▶ _Problem to solve_:
Print each entry word for word.

▶ _Dataset entries_:
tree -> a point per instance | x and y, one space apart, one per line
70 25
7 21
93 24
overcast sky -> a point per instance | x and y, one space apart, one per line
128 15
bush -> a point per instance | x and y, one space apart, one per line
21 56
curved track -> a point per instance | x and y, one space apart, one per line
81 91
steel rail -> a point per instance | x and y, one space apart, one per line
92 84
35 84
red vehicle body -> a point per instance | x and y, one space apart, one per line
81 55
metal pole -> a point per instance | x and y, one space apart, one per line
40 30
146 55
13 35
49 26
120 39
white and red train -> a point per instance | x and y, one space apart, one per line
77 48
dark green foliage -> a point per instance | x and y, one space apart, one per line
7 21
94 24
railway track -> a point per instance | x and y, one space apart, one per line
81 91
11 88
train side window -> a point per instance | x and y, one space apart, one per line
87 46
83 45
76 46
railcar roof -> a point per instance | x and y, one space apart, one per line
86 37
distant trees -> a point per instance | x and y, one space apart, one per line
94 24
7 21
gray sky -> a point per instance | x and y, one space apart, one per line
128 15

▶ _Response_:
tree -> a point per instance | x and y, one space apart, one per line
70 25
7 21
93 24
overcast sky -> a point per instance | x and y, one space apart, one per line
128 15
bush -> a point per instance | x and y, one space apart, one per line
21 56
curved track -> a point per instance | x and y, one space apart, one per line
81 91
steel rail -> a point per instance | x and y, one space apart, one per line
92 84
35 84
red vehicle body -> a point per instance | x and y, one space apart, one per line
81 55
metal pole -> a point per instance | x and y, one space apart, one per line
40 30
146 55
13 35
49 26
120 39
white and red train -> a point per instance | x and y, one space apart, one per line
77 48
dark green foliage -> a point per instance | x and y, one space apart, one per line
7 21
94 24
railway track -> a point per instance | x and y, one space apart, one per line
81 91
11 88
train side window -> a point per instance | x and y, one space apart, one per line
87 46
83 45
76 46
railcar roof -> a point per instance | x and y, one space apart, one per line
86 37
distant trees -> a point per instance | x and y, one space apart, one per line
94 24
7 21
gray sky -> a point per instance | x and y, one space apart, one per line
128 15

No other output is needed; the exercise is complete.